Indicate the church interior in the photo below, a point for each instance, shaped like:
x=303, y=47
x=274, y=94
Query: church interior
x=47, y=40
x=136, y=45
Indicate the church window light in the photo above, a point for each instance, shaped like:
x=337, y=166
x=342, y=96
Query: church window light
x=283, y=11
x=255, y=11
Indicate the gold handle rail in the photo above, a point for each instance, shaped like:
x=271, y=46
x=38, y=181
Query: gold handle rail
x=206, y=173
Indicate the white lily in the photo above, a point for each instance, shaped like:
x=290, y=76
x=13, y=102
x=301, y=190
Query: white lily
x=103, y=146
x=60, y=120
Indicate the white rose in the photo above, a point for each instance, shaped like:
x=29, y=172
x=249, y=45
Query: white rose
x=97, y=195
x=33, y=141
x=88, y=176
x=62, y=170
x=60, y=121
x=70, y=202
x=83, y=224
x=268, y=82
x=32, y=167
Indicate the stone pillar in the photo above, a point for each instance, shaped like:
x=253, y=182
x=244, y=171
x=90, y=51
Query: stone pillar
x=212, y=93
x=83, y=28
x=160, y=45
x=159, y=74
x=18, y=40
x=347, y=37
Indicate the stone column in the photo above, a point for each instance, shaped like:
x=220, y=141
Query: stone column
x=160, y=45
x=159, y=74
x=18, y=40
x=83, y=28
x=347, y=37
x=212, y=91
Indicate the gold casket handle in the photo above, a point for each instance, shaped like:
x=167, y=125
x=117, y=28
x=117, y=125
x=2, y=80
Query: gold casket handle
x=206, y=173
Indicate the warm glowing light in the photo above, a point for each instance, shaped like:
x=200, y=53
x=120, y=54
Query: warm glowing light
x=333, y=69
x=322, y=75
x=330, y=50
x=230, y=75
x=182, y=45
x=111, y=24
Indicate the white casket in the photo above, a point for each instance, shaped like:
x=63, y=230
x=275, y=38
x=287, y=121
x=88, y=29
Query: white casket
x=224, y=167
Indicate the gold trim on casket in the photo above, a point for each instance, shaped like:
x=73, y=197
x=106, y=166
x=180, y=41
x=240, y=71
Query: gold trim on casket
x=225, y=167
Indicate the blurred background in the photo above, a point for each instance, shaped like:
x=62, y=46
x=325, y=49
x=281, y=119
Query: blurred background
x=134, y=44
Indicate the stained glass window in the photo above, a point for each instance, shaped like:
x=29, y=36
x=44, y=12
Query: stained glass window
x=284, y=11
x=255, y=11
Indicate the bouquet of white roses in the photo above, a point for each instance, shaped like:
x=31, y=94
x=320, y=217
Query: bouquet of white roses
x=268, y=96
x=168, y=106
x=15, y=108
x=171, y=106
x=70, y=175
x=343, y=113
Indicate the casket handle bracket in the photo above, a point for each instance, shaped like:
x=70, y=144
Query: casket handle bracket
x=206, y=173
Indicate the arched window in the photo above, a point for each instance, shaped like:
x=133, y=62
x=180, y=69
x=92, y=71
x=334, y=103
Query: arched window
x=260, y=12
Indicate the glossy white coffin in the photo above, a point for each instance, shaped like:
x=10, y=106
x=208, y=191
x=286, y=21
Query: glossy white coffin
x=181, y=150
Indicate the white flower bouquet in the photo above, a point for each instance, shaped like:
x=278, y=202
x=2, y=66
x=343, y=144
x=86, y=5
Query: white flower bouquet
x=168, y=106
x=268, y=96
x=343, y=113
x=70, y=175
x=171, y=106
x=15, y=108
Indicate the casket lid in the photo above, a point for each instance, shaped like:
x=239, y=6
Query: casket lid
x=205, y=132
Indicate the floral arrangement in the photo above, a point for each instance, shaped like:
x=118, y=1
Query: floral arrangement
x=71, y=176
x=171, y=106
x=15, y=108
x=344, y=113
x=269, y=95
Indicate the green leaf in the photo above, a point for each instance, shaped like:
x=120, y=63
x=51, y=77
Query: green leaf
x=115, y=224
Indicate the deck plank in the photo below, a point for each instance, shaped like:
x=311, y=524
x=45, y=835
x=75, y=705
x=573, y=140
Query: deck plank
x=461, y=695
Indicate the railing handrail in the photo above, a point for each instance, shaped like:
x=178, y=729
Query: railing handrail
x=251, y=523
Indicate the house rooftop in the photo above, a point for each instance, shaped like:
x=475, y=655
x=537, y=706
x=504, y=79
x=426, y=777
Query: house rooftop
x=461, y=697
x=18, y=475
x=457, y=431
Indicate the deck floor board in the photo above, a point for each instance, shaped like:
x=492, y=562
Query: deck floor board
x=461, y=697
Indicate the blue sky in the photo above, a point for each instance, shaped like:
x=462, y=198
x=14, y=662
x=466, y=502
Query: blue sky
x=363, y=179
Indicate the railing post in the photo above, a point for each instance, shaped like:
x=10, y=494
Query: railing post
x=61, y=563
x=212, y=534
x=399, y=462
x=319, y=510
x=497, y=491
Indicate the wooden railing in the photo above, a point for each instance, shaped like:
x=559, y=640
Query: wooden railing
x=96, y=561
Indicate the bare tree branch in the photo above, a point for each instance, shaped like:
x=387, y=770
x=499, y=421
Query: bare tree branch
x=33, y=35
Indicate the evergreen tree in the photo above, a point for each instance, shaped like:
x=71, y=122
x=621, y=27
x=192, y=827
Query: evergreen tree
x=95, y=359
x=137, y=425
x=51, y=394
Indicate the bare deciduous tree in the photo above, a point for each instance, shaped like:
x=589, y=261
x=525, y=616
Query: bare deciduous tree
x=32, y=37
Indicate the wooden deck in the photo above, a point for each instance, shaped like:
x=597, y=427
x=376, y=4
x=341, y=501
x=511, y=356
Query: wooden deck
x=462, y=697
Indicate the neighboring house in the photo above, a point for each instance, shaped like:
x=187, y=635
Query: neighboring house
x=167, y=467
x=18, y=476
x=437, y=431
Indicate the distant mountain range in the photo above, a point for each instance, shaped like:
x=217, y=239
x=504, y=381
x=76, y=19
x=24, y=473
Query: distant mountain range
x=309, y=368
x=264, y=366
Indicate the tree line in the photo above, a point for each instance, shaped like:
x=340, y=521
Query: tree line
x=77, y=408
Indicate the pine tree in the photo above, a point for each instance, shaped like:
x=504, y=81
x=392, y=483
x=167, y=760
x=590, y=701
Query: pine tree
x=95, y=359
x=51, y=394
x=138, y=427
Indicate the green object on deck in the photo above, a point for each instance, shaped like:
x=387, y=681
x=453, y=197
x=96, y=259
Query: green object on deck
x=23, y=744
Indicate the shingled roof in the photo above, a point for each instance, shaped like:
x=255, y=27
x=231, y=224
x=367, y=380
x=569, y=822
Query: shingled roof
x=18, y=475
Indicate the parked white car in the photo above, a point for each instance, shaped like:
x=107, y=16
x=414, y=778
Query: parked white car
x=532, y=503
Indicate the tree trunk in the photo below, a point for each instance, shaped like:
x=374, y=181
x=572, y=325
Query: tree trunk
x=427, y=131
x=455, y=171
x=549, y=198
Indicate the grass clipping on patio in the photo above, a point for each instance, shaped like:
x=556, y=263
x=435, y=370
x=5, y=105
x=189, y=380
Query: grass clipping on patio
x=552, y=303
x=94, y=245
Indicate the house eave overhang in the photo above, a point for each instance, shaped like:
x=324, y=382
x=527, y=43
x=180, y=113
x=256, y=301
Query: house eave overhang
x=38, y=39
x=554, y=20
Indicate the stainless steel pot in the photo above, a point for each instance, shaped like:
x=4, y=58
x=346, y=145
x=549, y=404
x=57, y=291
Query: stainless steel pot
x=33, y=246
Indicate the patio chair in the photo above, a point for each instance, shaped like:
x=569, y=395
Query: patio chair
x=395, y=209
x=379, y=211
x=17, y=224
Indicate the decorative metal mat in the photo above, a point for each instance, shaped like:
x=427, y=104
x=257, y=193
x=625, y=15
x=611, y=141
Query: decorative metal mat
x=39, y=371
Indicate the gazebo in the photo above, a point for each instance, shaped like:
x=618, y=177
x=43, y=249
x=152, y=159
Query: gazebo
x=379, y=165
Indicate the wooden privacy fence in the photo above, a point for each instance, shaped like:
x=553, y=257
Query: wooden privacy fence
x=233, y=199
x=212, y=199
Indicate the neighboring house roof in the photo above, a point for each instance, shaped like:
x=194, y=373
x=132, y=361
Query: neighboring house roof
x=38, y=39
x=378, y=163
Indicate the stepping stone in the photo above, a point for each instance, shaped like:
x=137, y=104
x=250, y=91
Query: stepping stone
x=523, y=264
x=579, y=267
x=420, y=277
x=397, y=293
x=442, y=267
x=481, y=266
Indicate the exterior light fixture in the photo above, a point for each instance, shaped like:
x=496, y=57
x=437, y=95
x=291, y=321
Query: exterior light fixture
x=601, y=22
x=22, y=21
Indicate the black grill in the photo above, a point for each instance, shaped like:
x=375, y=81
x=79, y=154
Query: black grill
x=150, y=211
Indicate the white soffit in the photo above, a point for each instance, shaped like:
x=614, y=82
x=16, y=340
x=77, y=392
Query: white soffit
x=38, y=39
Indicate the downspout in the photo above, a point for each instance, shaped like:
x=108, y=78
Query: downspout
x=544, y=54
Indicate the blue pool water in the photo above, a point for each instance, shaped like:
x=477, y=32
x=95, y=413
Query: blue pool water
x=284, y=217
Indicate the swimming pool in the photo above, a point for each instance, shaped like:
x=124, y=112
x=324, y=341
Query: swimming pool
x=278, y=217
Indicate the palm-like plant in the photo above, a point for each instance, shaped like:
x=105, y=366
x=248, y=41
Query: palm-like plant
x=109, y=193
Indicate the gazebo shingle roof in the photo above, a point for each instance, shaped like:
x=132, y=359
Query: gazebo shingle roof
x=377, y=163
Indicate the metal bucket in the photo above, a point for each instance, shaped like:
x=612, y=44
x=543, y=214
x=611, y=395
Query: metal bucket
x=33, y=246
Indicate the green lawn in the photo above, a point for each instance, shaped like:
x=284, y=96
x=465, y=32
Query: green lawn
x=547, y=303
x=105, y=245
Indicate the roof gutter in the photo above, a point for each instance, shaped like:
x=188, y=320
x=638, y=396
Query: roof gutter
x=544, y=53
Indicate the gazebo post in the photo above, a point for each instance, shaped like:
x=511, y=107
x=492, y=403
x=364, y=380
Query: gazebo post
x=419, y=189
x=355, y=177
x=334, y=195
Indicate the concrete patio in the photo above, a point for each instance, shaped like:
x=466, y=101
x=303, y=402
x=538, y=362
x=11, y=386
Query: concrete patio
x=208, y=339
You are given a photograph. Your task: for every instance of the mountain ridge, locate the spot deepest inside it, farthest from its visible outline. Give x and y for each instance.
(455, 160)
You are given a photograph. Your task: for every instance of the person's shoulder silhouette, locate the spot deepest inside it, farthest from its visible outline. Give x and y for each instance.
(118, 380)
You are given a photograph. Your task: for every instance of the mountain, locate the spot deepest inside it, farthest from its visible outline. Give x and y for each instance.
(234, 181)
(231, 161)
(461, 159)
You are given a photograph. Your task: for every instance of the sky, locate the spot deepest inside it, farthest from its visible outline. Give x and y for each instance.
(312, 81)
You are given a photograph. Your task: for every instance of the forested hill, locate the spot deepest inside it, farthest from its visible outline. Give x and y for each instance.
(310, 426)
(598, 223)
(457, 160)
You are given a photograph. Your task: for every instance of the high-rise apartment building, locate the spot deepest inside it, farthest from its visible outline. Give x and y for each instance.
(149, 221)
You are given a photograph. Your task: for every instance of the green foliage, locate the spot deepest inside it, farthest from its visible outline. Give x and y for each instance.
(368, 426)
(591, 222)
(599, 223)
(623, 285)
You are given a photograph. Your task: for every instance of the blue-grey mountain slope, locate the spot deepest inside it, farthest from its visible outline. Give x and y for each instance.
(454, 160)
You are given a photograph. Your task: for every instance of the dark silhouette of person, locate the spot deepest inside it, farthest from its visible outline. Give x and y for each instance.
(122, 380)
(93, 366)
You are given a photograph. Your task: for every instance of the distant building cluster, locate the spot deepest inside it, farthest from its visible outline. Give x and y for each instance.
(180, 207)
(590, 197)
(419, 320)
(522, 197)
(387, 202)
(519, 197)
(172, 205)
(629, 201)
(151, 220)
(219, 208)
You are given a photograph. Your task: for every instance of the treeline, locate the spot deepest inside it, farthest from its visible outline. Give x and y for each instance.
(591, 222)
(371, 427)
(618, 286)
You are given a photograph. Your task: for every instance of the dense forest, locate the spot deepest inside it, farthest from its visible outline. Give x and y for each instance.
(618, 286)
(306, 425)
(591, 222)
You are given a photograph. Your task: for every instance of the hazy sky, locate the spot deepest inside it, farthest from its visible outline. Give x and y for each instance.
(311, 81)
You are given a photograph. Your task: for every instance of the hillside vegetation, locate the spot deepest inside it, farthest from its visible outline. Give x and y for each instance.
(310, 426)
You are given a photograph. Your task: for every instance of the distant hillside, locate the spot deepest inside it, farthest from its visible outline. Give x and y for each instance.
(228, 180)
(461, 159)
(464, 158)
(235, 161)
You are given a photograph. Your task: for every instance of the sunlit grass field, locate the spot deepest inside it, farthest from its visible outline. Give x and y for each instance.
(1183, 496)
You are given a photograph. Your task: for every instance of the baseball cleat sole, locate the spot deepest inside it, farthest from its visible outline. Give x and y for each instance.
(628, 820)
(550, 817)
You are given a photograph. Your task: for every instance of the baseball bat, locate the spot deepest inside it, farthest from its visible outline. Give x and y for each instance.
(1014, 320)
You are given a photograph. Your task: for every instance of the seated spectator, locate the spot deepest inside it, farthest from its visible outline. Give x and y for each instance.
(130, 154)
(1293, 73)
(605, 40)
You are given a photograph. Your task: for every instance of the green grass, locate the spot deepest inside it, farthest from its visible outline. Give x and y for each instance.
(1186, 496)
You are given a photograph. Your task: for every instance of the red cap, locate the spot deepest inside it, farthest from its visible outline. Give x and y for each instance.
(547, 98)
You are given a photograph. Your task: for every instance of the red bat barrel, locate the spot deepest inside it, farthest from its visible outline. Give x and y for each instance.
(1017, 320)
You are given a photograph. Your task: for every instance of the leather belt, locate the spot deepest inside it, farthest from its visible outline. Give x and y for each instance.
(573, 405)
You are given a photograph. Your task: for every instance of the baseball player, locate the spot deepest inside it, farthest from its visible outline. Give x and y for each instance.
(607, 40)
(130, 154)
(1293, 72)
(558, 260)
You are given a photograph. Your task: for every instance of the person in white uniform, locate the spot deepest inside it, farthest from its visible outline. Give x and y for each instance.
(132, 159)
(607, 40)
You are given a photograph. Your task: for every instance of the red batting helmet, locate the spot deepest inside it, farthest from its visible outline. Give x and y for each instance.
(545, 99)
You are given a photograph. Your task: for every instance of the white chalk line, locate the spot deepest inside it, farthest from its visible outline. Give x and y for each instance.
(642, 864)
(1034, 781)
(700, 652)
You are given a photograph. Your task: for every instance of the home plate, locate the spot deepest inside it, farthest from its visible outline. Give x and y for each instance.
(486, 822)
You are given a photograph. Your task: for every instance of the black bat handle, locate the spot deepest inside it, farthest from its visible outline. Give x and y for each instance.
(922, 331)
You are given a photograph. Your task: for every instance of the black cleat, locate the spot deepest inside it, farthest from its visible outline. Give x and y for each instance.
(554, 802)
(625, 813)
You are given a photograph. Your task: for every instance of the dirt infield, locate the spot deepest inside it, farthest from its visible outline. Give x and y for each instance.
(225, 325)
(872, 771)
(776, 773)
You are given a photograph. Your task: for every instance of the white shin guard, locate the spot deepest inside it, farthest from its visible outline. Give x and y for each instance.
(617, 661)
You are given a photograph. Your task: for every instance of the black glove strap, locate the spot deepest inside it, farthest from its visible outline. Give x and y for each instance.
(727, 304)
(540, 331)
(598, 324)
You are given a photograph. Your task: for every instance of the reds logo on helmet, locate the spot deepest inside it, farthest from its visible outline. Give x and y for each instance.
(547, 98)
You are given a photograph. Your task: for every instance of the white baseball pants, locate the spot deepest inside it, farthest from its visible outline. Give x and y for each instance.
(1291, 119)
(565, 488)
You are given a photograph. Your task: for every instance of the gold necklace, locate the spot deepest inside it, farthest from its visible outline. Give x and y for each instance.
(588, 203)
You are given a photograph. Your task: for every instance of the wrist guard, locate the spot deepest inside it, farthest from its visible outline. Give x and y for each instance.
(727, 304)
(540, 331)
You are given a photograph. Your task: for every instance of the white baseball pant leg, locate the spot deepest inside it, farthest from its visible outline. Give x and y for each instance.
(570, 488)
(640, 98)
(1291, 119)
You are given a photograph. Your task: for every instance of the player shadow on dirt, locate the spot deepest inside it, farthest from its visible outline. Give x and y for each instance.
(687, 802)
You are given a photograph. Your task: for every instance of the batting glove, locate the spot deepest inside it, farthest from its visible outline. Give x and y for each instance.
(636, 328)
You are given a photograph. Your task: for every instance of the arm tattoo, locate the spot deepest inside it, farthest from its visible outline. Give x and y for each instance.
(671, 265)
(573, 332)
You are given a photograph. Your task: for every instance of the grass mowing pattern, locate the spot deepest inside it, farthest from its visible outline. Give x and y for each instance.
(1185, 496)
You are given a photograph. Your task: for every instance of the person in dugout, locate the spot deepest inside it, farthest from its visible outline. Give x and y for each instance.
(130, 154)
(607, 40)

-=-=-=-=-

**Exercise brief**
From the first line of the data through the line with "x=180, y=41", quote each line exactly and add nothing else.

**Answer to this exercise**
Indicate the church interior in the photo below, a point for each instance, shaped like:
x=303, y=47
x=274, y=94
Query: church interior
x=47, y=40
x=136, y=45
Indicate the church window light in the photo above, a point for each instance, shaped like:
x=337, y=166
x=342, y=96
Query: church window light
x=283, y=11
x=255, y=11
Indicate the gold handle rail in the photo above, a point for each instance, shaped like:
x=271, y=46
x=38, y=181
Query: gold handle rail
x=206, y=173
Indicate the white lily in the photo above, a point for each instance, shaped like:
x=290, y=76
x=13, y=102
x=301, y=190
Query: white lily
x=103, y=146
x=60, y=120
Indicate the white rose in the photo above, a point for each instance, shaped like:
x=29, y=172
x=249, y=45
Query: white rose
x=97, y=195
x=33, y=141
x=88, y=176
x=62, y=170
x=60, y=121
x=70, y=202
x=83, y=224
x=268, y=82
x=32, y=167
Indicate the stone pillar in the photo above, a point for each instance, shaped like:
x=253, y=182
x=244, y=171
x=90, y=51
Query: stone pillar
x=212, y=93
x=83, y=28
x=160, y=45
x=159, y=74
x=18, y=40
x=347, y=37
Indicate the stone column in the photo above, a point for each instance, shaped like:
x=220, y=141
Query: stone column
x=160, y=45
x=159, y=74
x=18, y=40
x=83, y=28
x=347, y=37
x=212, y=91
Indicate the gold casket handle in the photo above, a point for each instance, shaped like:
x=167, y=125
x=117, y=28
x=117, y=125
x=2, y=80
Query: gold casket handle
x=206, y=173
Indicate the warm glowing light in the photo above, a point for each instance, shaped like:
x=200, y=53
x=120, y=54
Query: warm glowing light
x=333, y=69
x=322, y=75
x=330, y=50
x=230, y=75
x=182, y=45
x=111, y=24
Indicate the white casket in the photo above, a point for each instance, shaped like:
x=63, y=230
x=275, y=38
x=287, y=121
x=88, y=29
Query: white casket
x=224, y=167
Indicate the gold trim on casket in the photo above, a point for each instance, shaped like:
x=73, y=197
x=106, y=166
x=180, y=41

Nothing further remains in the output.